# Annuity as DB Pension equivalent



## NorthernRaven (Aug 4, 2010)

Say someone is eligible for a partial federal employee pension from years in a previous job. Starting at age 60, say it pays (hypothetically) $30,000/year, dropping to $25,000 at age 65 (because of coordination with CPP). This looks to be roughly equivalent of having had the pension contributions put into an RRSP, and then buying a 5-year term certain annuity at age 60 (for $30K income), and a life annuity at 65 (for $25K), both CPI-indexed? Could the value of that pension be roughly equated to the cost of buying those two annuities (setting aside any other benefits that might be included)?

The Globe Investor page carries quotes on annuities, but not for inflation-indexed ones. I did find some indexed quotes for a 2% index, which would probably be decent proxy for CPI? From a little Googling, it seems that actual CPI-linked annuities are less common than specific index rate ones?


----------



## MoneyGal (Apr 24, 2009)

That's one way of valuing a pension; what it would cost to purchase equivalent products on the open market. 

This value will be different from the actuarial present value (a technical fair-value valuation) or the commuted (lump sum) value (offered if you want to exit the pension).


----------



## rikk (May 28, 2012)

Not sure what you meant by "setting aside any other benefits that might be included" ... the DB will have a survivors benefit @ 50% if that's a consideration ... the annuities, tbd.


----------



## NorthernRaven (Aug 4, 2010)

"other benefits" were just anything like a prescription drug plan that might be part of the pension package that wouldn't be captured by an annuity comparison. This was just a shooting-the-breeze discussion with some people while watching Season 3 of Boardwalk Empire. Nucky has just given his showgirl friend a "single premium annuity" (a gangster _and_ a financial planner, who knew...). Although (spoiler alert) events conspire so that she won't be able to take advantage of it, someone mentioned they wished they had something like that, and we pointed out they did!

Assuming a 25 year old PersonA and a 40 year old PersonB both take identical salaried jobs with the same federal DB plan at the same time, and quit after 15 years, both getting a deferred annuity pension. I assume the calculated annual pension would be the same for both, and the age difference would come out as a lower commuted value for (the younger) PersonA?

MoneyGal, just out of curiosity, do you have any ballpark sense of what sort of "return" the federal superannuation program might have historically worked out to? If employer/employee contributions had been instead been put in an RRSP, how well would it have to do (probably with more risk) to match the commuted value of the pension being built up? I know it would depend on the years in question, and that superann has tightened up recently, but is there a general sense?

[*Later*]: According to this screed from the C.D. Howe Institute, there is currently an assumed 4.1 real return rate in the federal superannuation plan. I don't know how closely that translates into pension value formulas, but it does make for a nice guaranteed asset class for those of use fortunate to be eligible...


----------



## NorthernRaven (Aug 4, 2010)

(Material provided):
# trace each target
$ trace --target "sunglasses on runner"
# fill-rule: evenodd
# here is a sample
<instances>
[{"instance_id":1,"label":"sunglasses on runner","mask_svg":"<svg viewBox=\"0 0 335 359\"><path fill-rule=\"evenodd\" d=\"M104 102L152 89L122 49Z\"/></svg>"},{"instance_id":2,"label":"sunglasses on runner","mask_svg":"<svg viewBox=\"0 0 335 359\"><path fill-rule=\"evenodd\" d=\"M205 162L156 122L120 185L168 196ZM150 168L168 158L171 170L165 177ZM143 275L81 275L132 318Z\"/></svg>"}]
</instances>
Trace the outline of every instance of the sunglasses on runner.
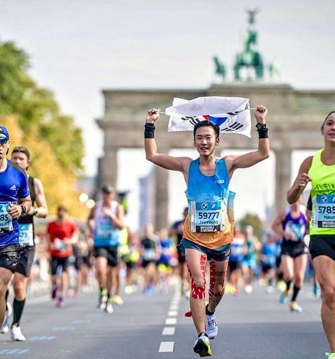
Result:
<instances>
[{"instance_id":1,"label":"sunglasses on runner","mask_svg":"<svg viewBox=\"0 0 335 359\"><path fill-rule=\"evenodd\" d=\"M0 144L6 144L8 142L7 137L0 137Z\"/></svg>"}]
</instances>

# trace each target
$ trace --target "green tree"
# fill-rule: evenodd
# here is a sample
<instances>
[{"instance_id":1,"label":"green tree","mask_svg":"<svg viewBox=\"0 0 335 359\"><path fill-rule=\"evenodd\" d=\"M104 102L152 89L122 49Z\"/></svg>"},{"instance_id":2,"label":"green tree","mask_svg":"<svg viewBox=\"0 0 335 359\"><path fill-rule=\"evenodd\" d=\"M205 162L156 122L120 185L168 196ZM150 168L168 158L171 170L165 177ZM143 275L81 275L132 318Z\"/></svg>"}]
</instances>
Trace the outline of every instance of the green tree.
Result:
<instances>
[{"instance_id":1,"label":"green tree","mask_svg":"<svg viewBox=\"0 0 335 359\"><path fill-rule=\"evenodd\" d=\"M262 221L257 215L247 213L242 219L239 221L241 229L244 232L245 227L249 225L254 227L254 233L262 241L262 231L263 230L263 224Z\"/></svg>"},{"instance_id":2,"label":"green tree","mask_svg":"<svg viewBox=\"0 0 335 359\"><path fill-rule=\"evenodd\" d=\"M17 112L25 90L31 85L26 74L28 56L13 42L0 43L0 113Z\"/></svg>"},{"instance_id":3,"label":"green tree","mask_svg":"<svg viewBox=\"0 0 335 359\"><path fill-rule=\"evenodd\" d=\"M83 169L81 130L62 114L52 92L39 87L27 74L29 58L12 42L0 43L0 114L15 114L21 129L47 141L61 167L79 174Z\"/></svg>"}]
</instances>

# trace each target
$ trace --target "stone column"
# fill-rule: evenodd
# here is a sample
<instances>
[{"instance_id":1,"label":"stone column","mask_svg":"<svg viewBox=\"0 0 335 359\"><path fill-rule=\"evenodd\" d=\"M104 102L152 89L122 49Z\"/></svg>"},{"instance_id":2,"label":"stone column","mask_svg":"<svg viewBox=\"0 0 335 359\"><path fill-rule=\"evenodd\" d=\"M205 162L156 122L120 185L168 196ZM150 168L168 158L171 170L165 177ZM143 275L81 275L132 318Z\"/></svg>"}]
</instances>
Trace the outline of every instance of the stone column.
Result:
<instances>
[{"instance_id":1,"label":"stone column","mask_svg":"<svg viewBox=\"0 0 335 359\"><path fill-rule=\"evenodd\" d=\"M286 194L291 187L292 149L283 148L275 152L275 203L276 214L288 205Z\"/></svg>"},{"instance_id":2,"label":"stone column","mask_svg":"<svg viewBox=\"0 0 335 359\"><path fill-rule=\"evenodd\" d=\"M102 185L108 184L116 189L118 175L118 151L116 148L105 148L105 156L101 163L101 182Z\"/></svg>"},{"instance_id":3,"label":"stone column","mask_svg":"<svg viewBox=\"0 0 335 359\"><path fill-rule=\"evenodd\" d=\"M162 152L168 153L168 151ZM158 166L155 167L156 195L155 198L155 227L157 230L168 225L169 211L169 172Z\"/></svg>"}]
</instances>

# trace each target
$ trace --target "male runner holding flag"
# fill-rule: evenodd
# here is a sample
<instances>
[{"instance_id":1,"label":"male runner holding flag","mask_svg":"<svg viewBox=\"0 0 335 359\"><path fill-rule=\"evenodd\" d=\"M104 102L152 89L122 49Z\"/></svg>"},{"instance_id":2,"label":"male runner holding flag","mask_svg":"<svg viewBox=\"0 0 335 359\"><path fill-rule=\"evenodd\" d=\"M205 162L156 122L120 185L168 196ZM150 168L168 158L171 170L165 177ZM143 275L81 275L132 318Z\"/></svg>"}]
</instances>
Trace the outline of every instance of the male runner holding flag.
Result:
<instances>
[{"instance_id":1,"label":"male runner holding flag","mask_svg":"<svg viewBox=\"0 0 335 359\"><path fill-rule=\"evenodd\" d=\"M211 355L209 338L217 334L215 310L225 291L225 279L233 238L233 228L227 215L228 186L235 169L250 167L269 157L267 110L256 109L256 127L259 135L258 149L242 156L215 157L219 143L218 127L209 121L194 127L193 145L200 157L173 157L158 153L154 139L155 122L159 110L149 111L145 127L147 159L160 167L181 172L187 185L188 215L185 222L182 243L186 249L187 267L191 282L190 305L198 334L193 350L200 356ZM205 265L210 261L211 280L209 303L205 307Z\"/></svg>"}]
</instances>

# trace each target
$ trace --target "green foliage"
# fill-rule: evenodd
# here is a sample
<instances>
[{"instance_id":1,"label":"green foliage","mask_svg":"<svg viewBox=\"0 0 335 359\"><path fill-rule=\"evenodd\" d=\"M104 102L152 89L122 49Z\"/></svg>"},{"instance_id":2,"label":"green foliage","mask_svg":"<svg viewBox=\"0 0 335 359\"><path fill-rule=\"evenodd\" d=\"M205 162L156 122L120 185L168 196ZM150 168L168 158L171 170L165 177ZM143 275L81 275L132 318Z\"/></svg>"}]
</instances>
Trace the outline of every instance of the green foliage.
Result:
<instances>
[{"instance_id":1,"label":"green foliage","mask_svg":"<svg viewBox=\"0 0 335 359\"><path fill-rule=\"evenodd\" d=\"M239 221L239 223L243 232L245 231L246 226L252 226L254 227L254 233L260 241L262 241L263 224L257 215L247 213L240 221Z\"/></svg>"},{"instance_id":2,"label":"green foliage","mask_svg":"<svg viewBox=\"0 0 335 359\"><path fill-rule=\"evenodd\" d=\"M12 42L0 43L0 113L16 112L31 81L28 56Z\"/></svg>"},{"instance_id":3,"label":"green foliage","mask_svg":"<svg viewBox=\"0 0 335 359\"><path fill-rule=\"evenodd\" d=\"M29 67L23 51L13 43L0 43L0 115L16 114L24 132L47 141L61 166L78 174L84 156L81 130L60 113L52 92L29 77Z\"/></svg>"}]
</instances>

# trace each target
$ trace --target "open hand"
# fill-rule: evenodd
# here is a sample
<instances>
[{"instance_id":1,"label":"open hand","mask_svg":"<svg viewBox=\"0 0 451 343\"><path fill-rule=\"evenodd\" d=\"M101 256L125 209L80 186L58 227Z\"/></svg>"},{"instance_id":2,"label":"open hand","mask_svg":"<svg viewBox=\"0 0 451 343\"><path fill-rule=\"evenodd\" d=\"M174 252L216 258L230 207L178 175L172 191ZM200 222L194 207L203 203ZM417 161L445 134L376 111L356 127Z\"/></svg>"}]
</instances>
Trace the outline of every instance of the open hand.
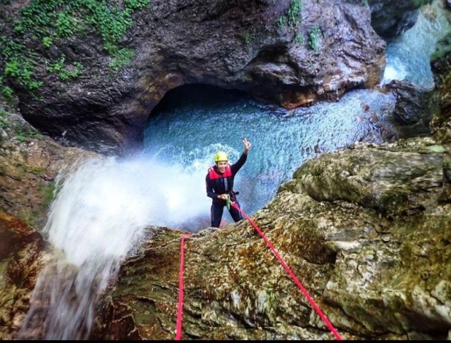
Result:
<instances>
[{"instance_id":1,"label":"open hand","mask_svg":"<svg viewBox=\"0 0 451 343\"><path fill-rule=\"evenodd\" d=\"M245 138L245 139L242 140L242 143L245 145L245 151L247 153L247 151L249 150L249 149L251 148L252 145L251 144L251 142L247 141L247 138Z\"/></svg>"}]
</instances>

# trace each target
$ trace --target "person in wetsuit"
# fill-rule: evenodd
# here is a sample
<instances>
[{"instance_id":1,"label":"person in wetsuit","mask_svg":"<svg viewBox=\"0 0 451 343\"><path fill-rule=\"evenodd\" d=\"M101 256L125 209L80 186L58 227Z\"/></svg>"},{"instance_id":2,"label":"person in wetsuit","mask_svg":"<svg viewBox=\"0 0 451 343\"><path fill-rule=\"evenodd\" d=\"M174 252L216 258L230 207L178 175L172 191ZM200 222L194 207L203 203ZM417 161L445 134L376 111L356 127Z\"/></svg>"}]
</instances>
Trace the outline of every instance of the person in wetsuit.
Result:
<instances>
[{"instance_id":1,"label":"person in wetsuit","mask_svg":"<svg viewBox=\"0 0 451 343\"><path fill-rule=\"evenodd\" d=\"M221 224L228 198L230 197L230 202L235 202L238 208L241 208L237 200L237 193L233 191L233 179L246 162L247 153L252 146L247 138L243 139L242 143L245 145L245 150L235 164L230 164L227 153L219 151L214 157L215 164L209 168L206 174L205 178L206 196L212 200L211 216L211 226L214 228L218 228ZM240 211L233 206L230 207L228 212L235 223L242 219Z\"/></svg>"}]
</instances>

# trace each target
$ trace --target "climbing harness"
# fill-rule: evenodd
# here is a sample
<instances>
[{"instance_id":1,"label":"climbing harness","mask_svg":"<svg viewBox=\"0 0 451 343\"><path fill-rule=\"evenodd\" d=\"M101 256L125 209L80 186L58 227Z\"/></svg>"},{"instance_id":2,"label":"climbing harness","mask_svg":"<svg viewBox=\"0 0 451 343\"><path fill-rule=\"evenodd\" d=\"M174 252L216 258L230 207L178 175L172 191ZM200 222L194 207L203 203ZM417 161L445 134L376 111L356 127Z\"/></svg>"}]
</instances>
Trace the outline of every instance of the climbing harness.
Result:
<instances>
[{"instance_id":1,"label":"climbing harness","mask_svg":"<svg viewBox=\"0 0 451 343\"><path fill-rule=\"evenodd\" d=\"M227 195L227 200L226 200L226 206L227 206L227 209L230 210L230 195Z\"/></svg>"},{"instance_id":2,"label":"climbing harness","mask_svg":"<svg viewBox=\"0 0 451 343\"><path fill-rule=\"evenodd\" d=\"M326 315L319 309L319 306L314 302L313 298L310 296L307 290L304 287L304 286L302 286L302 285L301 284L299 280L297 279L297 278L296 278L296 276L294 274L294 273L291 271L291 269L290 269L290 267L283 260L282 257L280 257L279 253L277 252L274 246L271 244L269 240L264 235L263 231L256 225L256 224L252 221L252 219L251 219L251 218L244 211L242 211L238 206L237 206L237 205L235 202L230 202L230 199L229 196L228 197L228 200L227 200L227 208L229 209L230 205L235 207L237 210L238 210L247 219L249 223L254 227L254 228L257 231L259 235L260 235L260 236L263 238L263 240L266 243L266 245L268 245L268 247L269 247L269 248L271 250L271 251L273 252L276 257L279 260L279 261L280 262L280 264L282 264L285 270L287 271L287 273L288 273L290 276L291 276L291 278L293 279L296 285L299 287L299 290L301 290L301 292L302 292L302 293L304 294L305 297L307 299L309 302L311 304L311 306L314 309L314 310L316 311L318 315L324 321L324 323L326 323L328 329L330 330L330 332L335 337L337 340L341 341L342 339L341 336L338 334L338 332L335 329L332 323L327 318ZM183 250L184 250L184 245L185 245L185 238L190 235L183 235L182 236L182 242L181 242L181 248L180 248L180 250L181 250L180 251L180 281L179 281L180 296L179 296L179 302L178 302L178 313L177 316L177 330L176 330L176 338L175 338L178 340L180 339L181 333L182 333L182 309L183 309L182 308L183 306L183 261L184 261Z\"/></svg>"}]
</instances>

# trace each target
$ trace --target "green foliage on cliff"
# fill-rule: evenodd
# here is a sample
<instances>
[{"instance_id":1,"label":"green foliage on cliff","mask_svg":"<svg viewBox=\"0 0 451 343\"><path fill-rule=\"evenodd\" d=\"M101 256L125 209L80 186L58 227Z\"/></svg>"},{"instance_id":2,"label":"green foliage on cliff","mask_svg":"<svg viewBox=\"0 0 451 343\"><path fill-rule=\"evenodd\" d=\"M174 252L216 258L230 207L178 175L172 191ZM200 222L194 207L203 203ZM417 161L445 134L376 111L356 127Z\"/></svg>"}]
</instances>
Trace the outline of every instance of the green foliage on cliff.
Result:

(Challenges):
1 – Transcribe the part of the annuity thread that begins at "This value will" and stops after "exit the pension).".
2 – Pick up the thread on annuities as a pension equivalent from the point where it stops, and write the next part.
The records have no connection to the annuity thread.

(Answers to the exercise):
1 –
This value will be different from the actuarial present value (a technical fair-value valuation) or the commuted (lump sum) value (offered if you want to exit the pension).

2 –
Just for fun, I priced out my hypothetical pension in 2% indexed annuities (male). Assuming that link to indexed annuity rates from January was legit:

$30,000 at age 60, for 5 years: approaching $150,000 ($1720/month per $100,000)
$25,000 for life, at age 65: approaching $450,000 ($470/month per $100,000)

So in some lights, that pension would seem to be approaching $600K in net-worth terms?


----------



## slacker (Mar 8, 2010)

The math may work out similarly, but they differ in one very important aspect.

The only thing that can cause the government pension to not pay up is when Government of Canada defaults on its obligations. Not to say it couldn't happen, but it's a lot less likely to happen than for let's say Manulife to go under.

I know the recent bull market has erased a lot of the fears of 2008/2009, but remember that multiple financial institutions went under, and many more were close to going under if not for the "shock-and-awe" actions of the Bush government.


----------



## NorthernRaven (Aug 4, 2010)

slacker said:


> The math may work out similarly, but they differ in one very important aspect.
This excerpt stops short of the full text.